--- MATERIALS PROVIDED ---

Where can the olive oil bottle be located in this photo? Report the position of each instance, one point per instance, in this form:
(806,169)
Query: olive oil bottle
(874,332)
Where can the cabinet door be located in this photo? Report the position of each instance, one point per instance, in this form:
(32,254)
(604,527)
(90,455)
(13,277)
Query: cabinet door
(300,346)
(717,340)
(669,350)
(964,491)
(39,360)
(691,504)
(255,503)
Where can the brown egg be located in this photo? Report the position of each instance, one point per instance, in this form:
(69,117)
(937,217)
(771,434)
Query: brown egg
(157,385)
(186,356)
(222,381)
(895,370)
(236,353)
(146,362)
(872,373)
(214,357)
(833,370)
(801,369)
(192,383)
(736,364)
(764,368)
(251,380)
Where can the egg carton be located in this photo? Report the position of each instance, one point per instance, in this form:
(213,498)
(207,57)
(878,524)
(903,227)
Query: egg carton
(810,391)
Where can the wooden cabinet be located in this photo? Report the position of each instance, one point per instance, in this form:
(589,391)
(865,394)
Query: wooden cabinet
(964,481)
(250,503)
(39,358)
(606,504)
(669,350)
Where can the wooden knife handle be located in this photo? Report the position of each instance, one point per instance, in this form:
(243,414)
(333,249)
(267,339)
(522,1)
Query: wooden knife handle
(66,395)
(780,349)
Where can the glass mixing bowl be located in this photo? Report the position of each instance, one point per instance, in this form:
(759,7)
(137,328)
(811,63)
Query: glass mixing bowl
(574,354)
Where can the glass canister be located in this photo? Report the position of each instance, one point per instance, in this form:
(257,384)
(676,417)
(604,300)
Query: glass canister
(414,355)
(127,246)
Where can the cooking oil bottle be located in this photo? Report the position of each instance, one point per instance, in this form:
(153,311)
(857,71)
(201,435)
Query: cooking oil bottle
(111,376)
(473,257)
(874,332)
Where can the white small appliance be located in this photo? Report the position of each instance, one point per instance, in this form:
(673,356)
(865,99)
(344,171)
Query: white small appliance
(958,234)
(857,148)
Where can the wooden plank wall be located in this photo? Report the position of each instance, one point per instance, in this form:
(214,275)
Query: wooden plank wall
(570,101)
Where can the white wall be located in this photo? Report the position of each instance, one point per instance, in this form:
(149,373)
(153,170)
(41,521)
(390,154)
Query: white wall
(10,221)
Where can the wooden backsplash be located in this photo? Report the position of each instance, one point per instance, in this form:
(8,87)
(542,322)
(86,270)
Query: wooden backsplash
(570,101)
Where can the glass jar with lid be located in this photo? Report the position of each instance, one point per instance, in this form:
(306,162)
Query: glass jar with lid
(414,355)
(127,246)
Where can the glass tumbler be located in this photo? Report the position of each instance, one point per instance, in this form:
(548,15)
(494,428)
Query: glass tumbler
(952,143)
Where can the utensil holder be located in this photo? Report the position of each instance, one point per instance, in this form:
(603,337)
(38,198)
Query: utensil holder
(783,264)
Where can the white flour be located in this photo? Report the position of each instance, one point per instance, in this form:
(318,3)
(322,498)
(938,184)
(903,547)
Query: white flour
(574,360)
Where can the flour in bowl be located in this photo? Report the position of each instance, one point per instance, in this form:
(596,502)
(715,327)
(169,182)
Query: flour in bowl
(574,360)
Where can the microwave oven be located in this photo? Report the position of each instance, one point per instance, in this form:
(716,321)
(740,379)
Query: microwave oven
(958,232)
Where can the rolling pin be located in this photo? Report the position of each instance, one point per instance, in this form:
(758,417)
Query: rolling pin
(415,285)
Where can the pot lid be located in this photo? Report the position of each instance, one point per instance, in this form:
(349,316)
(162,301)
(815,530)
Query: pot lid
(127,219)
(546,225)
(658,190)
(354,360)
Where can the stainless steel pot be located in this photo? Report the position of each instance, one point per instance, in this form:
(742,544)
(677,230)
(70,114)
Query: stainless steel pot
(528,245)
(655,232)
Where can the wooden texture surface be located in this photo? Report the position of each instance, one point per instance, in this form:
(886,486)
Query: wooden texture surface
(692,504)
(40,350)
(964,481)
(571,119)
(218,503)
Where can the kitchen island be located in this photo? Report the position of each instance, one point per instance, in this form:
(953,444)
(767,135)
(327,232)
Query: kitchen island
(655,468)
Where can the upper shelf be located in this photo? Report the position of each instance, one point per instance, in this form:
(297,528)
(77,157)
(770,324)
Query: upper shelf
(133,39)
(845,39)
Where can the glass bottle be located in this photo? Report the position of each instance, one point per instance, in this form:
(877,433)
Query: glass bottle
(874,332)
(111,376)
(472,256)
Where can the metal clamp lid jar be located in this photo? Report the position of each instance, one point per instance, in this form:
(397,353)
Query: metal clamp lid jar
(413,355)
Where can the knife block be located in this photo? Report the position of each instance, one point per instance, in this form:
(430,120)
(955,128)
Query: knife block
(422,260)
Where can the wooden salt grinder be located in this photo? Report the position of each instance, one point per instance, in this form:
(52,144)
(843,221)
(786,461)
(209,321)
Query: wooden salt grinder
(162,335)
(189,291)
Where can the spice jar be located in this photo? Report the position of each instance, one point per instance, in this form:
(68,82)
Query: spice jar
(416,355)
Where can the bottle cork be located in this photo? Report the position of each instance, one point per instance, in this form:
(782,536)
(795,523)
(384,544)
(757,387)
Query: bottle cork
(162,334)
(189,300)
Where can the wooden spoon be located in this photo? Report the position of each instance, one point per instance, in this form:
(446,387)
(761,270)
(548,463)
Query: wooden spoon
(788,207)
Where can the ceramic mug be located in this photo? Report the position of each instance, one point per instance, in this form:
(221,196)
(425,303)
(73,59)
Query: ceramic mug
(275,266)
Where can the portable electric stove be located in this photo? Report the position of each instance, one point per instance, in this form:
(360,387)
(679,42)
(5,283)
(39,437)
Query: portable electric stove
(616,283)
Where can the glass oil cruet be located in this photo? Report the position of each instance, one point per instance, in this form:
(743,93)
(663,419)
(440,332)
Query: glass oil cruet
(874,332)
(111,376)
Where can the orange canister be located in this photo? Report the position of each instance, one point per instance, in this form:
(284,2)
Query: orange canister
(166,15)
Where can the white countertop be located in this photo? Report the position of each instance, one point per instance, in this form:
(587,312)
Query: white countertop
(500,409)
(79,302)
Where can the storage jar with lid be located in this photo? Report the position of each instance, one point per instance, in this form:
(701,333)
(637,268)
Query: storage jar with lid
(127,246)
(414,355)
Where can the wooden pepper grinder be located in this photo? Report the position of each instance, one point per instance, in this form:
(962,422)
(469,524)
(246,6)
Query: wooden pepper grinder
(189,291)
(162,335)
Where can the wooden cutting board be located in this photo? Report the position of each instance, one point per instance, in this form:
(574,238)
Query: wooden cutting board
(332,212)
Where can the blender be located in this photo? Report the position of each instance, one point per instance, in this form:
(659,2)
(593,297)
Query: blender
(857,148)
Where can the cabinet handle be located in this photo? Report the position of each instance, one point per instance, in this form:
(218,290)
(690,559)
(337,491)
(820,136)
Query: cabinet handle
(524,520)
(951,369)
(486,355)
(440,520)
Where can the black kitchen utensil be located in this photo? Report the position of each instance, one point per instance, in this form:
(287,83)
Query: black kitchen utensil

---

WHAT IS BEING ASKED: Check each line of the entries above for the string "black", and return those that contain it.

EXERCISE ANSWER:
Where can the black kitchen utensil be located in this photo? Report the position of each instance, one point per instance, in this form:
Query: black kitchen utensil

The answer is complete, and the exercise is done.